• _Required action A_
Copy out the text on the Ayurvedic medicine degree, starting at "Bachelor of Ayurvedic" and ending at "the Indian subcontinent.", and replace "Sri Lanka" with "Ceylon" wherever it occurs.
• _Required action B_
Supply the next part of the text on the Ayurvedic medicine degree, beginning after its final sentence.

• _Extract to read_
##############################

= Bachelor of Ayurveda, Medicine and Surgery =

Ayurvedic medicine degree

Bachelor of Ayurvedic Medicine and Surgery (B.A.M.S.) is a professional degree focused on Ayurveda offered in India, Nepal, Bangladesh, and Sri Lanka.

Ayurveda is a type of alternative medicine, whose theory and practice are pseudoscientific.

==About==
A 2001 report from the World Health Organization noted that Ayurveda was widely practiced in India, Nepal, Bangladesh, and Sri Lanka, the four corresponding nations that offer the BAMS degree. Ayurveda was generally not integrated with the national health system of nations outside of the Indian subcontinent.

=== India ===
In India, the curriculum includes the study of Ayurveda and corresponding Ayurvedic subjects such as Rachana Sharira, Kriya Sharira, Dravyuaguna, Svasthavritta and Yoga, Roga Nidana and Vikriti Vijnana, Kāyachikitsā, Kaumara Bhritya, Prasuti Tantra, Shalya Tantra, Shalakya Tantra etc. along with human anatomy, physiology, pathology & diagnostic procedures, principles of medicine, pharmacology, toxicology, forensic medicine, E.N.T, gynecology & obstetrics, ophthalmology and principles of surgery from modern medicine. The syllabus also includes ancient and medieval classics, sometimes in the Sanskrit language. Institutions in India that offer the degree include the National Institute of Ayurveda and All India Institute of Ayurveda, Delhi.

In India, a student can go on to earn a master's degree in the form of MD (Ayurveda) and MS (Ayurveda), a PhD, and clinical doctorate degrees in traditional and complementary medicine at the university level. There are also opportunities to perform research, work in hospital and healthcare administration, and in health supervision.

In a report from 2020, the World Health Organization stated there was "a history of combining allopathic and traditional medicine systems in India, including through medical education." The WHO described AYUSH and conventional medical systems as "separate and parallel at the levels of governance, organisation, education and service delivery." A nation-wide survey conducted by the researchers of the Banaras Hindu University in 2009, which included a total of 1022 students and teachers of Ayurveda, revealed that the graduates possessing a BAMS degree generally lack required exposure to essential clinical skills. In another paper derived from the same study, the authors have identified multiple global challenges being faced by the Ayurveda education sector.

##############################

• _Supplied information_
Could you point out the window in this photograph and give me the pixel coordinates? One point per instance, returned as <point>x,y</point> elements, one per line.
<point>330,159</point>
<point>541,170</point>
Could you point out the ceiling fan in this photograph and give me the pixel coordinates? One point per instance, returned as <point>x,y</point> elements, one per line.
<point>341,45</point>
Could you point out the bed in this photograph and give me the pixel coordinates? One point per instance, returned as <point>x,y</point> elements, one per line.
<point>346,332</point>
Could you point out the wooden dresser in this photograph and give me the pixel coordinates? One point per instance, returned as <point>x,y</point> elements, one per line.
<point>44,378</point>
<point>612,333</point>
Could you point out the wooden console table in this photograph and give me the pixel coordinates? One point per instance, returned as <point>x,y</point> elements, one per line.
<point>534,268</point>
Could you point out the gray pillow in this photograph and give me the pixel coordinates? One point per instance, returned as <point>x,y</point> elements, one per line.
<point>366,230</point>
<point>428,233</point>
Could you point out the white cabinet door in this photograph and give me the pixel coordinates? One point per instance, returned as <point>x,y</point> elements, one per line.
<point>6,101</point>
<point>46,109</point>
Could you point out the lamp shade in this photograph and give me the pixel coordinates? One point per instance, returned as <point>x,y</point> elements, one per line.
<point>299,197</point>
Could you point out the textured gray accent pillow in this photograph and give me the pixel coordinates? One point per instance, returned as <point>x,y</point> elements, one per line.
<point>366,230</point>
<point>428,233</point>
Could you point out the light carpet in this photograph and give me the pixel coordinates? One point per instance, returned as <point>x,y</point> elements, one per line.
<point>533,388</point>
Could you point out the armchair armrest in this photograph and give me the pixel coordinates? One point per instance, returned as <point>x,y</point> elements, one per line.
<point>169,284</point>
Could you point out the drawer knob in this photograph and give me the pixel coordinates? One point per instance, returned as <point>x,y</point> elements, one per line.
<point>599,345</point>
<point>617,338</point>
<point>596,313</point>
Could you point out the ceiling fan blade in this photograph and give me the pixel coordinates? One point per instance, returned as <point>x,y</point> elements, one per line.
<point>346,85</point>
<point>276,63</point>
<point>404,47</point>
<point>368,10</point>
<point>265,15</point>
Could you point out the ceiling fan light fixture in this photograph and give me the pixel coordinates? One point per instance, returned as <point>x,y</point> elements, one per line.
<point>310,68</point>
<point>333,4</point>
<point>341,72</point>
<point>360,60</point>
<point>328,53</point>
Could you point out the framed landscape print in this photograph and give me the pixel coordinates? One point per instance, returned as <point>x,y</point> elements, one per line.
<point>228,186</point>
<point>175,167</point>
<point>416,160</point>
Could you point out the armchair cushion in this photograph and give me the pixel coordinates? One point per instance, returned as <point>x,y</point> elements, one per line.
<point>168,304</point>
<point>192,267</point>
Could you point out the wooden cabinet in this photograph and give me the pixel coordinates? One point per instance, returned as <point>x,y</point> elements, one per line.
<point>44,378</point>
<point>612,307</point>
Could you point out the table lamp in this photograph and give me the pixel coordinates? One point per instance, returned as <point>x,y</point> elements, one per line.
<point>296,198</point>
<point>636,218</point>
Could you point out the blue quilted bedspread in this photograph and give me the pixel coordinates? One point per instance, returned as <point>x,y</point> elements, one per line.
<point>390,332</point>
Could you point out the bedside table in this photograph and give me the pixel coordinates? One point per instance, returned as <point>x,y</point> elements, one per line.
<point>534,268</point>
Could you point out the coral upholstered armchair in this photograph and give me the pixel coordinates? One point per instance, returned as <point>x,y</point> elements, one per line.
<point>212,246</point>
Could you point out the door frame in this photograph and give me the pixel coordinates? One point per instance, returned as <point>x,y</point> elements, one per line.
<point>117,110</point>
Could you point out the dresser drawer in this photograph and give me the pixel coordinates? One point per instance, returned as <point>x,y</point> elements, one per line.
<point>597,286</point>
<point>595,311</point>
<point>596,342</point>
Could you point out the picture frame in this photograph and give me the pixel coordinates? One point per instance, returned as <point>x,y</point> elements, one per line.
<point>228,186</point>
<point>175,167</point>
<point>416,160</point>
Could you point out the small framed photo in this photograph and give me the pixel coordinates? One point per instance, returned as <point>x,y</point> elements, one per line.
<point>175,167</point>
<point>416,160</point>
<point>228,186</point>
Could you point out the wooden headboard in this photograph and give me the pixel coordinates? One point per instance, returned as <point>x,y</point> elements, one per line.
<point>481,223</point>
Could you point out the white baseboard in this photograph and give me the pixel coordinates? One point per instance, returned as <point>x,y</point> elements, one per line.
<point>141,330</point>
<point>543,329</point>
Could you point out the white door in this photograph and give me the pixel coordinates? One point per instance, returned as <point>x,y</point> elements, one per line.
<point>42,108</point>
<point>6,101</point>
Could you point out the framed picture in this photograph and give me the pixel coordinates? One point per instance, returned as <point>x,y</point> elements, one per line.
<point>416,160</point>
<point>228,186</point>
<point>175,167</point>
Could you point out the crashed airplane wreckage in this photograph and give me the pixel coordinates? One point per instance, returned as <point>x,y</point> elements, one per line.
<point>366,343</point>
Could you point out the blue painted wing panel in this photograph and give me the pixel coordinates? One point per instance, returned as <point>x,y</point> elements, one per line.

##############################

• _Written answer A_
Bachelor of Ayurvedic Medicine and Surgery (B.A.M.S.) is a professional degree focused on Ayurveda offered in India, Nepal, Bangladesh, and Ceylon.

Ayurveda is a type of alternative medicine, whose theory and practice are pseudoscientific.

==About==
A 2001 report from the World Health Organization noted that Ayurveda was widely practiced in India, Nepal, Bangladesh, and Ceylon, the four corresponding nations that offer the BAMS degree. Ayurveda was generally not integrated with the national health system of nations outside of the Indian subcontinent.

• _Written answer B_
== Permission to practice medicine ==

The legal framework governing medical practice in India requires practitioners to practice only in the system of medicine in which they are formally qualified and registered. The Supreme Court of India, in Dr. Mukhtiar Chand & Others v. State of Punjab & Others (1998), held that AYUSH practitioners cant prescribe allopathic medicines. However the ruling so stated that AYUSH doctors can prescribe allopathic medicine if the state government have issued notifications permitting it limited prescription of specified allopathic medicines.

There are more than 13 states where BAMS doctors can prescribe allopathic medicine including Assam, Tamilnadu, Maharastra, Himachal Pradesh and Andra Pradesh. BAMS doctors are permitted to prescribe allopathic medicine and perform minor surgeries. in the state of Maharashtra following protest by BAMS doctors In the state of Karnataka, BAMS doctors appointed in primary health centres in rural areas can practice modern-medicine in case of "emergencies".

The State of Kerala has generally maintained a restrictive regulatory approach toward BAMS doctors prescribing allopathic medicine. During the COVID-19 pandemic, the state government issued directions instructing AYUSH practitioners not to prescribe modern medicines for treatment of COVID-19 unless specifically authorised, and limited their role primarily to preventive and immunity-related interventions The Kerala High Court also addressed issues relating to AYUSH practitioners prescribing or advertising medicines for COVID-19 treatment, emphasising restrictions under applicable regulatory frameworks. The court also ruled that they can prescribe allopathic medicine in emergencies as life-saving treatment.